(EXCERPTED PASSAGE)
---------------
Thank you Gen, the changes to HBaseConverters.scala look to now be returning all column qualifiers, as follows - 

(u'row1', {u'qualifier': u'a', u'timestamp': u'1438716994027', u'value': u'value1', u'columnFamily': u'f1', u'type': u'Put', u'row': u'row1'})
(u'row1', {u'qualifier': u'b', u'timestamp': u'1438717004248', u'value': u'value2', u'columnFamily': u'f1', u'type': u'Put', u'row': u'row1'})
(u'row2', {u'qualifier': u'', u'timestamp': u'1438717014529', u'value': u'value3', u'columnFamily': u'f1', u'type': u'Put', u'row': u'row2'})
(u'row3', {u'qualifier': u'', u'timestamp': u'1438717022756', u'value': u'value4', u'columnFamily': u'f1', u'type': u'Put', u'row': u'row3'})

Just to be clear, you refer to "Spark update these two scripts recently.". What two scripts were you referencing?



On Friday, August 7, 2015 7:59 PM, gen tang <gen.tang86@gmail.com> wrote:


Hi,

In fact, Pyspark use org.apache.spark.examples.pythonconverters(./examples/src/main/scala/org/apache/spark/pythonconverters/) to transform object of Hbase result to python string.
Spark update these two scripts recently. However, they are not included in the official release of spark. So you are trying to use this new python script with old jar.
---------------
(TO-DO LIST)
1. From the HBase converter thread, extract the passage that begins with the words "On Friday, August" and ends after the words "to python string.".
2. In the four output lines of the HBase converter thread, what value appears in each `value` field? List all of them.
3. According to the HBase converter thread, which package does PySpark use to transform HBase result objects into Python strings?
---------------
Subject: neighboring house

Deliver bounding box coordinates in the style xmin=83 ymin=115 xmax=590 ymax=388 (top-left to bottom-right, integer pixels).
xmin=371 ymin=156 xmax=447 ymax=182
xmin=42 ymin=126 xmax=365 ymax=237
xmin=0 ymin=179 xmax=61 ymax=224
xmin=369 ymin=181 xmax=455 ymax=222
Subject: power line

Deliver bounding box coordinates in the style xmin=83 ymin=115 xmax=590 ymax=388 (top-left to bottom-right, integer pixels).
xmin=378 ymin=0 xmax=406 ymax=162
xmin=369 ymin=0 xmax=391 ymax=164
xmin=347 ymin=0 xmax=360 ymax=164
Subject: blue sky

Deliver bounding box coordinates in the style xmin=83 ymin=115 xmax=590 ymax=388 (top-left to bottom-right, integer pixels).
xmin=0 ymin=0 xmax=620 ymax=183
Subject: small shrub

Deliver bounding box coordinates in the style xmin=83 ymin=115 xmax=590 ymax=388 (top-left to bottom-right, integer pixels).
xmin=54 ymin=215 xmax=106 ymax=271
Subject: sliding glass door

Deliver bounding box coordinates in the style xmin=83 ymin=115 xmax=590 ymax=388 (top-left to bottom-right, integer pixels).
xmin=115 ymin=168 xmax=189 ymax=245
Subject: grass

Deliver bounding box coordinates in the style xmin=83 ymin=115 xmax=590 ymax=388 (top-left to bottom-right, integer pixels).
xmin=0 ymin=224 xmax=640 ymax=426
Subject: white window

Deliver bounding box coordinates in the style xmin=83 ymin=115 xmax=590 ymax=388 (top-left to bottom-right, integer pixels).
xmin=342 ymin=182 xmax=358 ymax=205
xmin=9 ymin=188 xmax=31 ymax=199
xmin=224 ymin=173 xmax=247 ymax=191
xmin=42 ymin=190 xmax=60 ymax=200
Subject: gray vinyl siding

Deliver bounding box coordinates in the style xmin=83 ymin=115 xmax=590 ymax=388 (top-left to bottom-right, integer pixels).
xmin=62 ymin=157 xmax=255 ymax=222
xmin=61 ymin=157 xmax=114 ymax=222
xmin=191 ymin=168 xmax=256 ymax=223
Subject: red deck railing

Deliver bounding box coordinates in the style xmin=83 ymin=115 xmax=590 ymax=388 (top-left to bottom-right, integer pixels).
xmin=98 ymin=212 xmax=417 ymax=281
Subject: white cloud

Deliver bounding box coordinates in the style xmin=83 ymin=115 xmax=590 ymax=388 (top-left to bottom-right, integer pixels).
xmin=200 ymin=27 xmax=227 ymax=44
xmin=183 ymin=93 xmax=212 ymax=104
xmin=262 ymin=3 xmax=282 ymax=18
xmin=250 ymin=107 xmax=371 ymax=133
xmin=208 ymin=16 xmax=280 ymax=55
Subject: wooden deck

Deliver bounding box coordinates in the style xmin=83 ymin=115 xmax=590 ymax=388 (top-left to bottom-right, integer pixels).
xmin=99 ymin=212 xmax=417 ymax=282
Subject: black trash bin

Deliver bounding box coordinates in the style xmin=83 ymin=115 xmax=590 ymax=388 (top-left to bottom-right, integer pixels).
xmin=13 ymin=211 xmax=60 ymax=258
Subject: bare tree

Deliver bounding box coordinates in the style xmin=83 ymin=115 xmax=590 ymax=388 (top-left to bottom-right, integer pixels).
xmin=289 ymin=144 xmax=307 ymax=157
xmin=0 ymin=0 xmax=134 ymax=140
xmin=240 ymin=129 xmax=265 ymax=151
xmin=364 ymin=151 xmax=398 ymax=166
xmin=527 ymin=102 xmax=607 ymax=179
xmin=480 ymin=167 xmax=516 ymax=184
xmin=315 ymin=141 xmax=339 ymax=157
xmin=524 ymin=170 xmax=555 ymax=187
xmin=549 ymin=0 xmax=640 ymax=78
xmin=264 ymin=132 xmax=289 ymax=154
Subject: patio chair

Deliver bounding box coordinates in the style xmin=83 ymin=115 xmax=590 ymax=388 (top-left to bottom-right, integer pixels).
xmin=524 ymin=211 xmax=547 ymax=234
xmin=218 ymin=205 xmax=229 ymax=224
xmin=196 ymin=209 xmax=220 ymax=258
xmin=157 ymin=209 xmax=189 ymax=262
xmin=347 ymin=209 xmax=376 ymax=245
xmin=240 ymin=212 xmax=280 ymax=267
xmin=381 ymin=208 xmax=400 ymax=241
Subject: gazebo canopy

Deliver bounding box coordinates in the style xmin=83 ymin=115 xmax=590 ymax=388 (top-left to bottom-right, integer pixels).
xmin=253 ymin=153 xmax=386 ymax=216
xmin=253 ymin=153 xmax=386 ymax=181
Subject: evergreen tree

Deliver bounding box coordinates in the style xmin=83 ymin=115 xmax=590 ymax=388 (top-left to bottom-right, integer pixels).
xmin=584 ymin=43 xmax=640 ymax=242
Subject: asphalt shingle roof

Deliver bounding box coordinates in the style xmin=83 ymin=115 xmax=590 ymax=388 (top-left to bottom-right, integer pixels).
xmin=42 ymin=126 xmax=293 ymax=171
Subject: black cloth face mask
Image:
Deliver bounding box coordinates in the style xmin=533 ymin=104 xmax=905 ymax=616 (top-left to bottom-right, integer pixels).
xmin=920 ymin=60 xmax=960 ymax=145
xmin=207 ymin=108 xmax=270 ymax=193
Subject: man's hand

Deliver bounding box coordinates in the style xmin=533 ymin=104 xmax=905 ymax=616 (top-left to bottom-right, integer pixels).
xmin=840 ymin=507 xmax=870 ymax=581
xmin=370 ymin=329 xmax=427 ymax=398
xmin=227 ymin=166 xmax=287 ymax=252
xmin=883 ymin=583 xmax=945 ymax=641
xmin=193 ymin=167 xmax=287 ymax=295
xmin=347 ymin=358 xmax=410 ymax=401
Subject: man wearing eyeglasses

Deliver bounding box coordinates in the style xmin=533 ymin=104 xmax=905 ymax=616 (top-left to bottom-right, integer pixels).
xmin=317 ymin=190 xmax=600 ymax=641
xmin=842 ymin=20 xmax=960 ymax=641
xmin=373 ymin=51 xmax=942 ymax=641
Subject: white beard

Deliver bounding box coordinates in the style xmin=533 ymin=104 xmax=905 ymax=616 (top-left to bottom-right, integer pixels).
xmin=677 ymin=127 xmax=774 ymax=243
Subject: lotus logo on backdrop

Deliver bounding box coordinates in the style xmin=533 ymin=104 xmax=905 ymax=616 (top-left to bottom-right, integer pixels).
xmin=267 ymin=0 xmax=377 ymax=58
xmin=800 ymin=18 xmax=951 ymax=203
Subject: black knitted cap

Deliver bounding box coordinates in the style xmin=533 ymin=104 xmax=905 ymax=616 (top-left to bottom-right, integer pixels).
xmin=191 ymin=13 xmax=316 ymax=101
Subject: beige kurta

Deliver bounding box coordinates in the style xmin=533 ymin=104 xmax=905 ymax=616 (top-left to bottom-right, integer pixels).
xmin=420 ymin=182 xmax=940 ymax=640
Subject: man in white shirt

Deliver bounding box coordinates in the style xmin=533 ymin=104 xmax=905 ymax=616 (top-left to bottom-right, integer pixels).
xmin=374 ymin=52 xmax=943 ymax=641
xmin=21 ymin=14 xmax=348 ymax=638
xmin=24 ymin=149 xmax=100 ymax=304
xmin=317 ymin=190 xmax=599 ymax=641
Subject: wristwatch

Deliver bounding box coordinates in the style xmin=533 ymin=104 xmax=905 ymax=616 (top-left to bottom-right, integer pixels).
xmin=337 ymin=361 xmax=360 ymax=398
---------------
(COMPLETED EXERCISE)
1.
On Friday, August 7, 2015 7:59 PM, gen tang <gen.tang86@gmail.com> wrote:


Hi,

In fact, Pyspark use org.apache.spark.examples.pythonconverters(./examples/src/main/scala/org/apache/spark/pythonconverters/) to transform object of Hbase result to python string.

2. value1, value2, value3, value4

3. org.apache.spark.examples.pythonconverters